Work to complete
Calculate how many lines in the following records hold the word "pole", and report that number without comment.

Data for the task
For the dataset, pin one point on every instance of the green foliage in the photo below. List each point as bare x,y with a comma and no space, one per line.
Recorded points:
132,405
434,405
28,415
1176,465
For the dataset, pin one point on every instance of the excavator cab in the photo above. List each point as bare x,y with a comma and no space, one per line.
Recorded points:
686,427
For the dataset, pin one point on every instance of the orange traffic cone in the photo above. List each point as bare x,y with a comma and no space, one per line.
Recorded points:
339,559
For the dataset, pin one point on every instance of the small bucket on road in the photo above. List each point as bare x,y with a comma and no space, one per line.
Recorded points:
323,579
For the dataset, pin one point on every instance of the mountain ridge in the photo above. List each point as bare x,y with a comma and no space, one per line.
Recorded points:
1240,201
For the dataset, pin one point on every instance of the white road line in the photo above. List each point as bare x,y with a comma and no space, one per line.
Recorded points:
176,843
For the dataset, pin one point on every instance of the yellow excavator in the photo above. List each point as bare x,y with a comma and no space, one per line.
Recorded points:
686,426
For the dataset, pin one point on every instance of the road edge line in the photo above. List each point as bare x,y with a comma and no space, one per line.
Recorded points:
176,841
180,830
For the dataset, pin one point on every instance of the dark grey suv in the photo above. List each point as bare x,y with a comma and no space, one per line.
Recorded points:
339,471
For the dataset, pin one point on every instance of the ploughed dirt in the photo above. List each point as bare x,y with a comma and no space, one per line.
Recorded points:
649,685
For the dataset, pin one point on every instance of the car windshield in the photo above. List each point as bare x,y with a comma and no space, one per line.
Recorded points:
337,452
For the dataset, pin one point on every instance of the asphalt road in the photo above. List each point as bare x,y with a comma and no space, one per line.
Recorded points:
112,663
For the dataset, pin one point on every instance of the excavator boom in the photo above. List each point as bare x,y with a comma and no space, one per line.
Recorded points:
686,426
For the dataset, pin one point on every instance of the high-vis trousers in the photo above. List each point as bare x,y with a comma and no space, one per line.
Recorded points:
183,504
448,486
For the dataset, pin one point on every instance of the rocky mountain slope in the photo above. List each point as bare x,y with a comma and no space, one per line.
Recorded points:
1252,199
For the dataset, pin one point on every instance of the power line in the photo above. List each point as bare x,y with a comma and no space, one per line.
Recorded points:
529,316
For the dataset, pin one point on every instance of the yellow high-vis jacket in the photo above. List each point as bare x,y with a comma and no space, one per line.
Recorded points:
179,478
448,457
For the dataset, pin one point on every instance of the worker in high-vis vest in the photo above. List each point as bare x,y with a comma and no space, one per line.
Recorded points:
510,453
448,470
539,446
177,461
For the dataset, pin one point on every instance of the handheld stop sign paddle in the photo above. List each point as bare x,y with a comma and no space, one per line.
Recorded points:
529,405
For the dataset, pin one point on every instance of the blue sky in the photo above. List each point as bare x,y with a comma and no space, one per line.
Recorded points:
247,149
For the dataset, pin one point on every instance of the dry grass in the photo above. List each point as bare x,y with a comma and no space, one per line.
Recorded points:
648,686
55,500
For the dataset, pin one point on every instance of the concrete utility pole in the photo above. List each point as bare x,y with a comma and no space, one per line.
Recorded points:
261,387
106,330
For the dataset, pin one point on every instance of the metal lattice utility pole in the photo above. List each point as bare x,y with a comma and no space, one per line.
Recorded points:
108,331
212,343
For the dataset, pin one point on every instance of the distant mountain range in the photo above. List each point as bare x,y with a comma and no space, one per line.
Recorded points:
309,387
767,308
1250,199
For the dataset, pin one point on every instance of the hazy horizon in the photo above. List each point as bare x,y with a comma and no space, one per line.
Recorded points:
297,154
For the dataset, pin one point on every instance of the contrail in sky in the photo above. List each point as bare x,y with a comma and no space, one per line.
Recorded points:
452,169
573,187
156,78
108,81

Answer below
2